## Kutipan teks
▼▼▼
Italia, di bawah kepemimpinan partai sayap kanan ekstrem anti-imigrasi Fratelli d'Italia (FdI) pimpinan Perdana Menteri Giorgia Meloni, mengambil inisiatif dan memutuskan untuk melanjutkan hubungan diplomatik dengan Suriah.
Joshua Landis, direktur Pusat Studi Timur Tengah di Universitas Oklahoma (AS), mengatakan bahwa Eropa pada akhirnya akan mengikuti tren ini dan menormalisasi hubungan dengan rezim al-Assad. "Ini tidak akan terjadi dalam waktu dekat, tetapi akan terjadi," kata Landis kepada DW.
"Mengalihkan perhatian" kembali ke Suriah
Pada bulan Juli, karena khawatir akan gelombang pengungsi baru dari Suriah yang membanjiri Eropa, para menteri luar negeri dari delapan negara anggota Uni Eropa mengirimkan surat yang mendesak Perwakilan Tinggi untuk Urusan Luar Negeri dan Kebijakan Keamanan, Josep Borrell, untuk menunjuk seorang utusan Uni Eropa untuk Suriah.
▲▲▲
## Catatan data
▼▼▼
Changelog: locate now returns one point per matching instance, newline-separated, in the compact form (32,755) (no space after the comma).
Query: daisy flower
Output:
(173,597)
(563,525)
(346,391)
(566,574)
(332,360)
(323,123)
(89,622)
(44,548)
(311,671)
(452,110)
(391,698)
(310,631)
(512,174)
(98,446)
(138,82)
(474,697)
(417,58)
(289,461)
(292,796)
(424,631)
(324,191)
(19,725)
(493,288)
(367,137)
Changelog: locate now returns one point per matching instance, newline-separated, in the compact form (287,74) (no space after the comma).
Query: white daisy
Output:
▲▲▲
▼▼▼
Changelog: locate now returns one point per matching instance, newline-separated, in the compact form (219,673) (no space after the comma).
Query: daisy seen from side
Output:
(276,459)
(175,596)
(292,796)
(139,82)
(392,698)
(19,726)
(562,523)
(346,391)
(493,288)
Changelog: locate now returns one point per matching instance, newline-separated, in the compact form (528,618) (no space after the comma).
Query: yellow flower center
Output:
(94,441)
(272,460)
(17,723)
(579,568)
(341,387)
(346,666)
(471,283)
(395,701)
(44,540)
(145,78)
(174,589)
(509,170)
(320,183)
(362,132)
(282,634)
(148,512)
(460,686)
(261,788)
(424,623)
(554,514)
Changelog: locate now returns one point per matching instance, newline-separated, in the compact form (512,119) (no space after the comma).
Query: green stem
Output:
▲▲▲
## Tujuan A
Dalam kutipan teks tentang hubungan Eropa dengan Suriah, pada bulan apa para menteri luar negeri dari delapan negara anggota Uni Eropa mengirimkan surat kepada Josep Borrell?
## Tujuan B
Terjemahkan kalimat berikut dari kutipan teks tentang hubungan Eropa dengan Suriah ke dalam bahasa Inggris: "Italia, di bawah kepemimpinan partai sayap kanan ekstrem anti-imigrasi Fratelli d'Italia (FdI) pimpinan Perdana Menteri Giorgia Meloni, mengambil inisiatif dan memutuskan untuk melanjutkan hubungan diplomatik dengan Suriah."
## Tujuan C
Tuliskan lanjutan kutipan teks tentang hubungan Eropa dengan Suriah, mulai setelah kalimat terakhirnya.

## Jawaban benar A
Pada bulan Juli.

## Jawaban benar B
Italy, under the leadership of Prime Minister Giorgia Meloni's far-right anti-immigration party Fratelli d'Italia (FdI), took the initiative and decided to resume diplomatic relations with Syria.

## Jawaban benar C
"Warga Suriah terus meninggalkan tanah air mereka dalam jumlah besar, menambah ketegangan dengan negara-negara tetangga pada saat ketegangan regional sedang tinggi, yang berpotensi menciptakan gelombang pengungsi baru," demikian isi surat tersebut.
Surat itu mendesak blok tersebut untuk "meninjau dan menilai" posisi dan kebijakannya terhadap Suriah, menekankan bahwa "tujuannya adalah kebijakan Suriah yang lebih proaktif, berorientasi pada hasil, dan efektif."

Banyak orang yang baru saja kembali dari Suriah telah mengungsi ke negara-negara seperti Turki atau Lebanon. Foto: Getty Images
Italia adalah salah satu penandatangan surat tersebut. Roma kini mengambil langkah-langkah untuk memulihkan hubungan resmi dengan Damaskus. Stefano Ravagnan, yang saat ini menjabat sebagai Utusan Khusus Kementerian Luar Negeri Italia untuk Suriah, telah ditunjuk sebagai duta besar Italia untuk negara Timur Tengah tersebut.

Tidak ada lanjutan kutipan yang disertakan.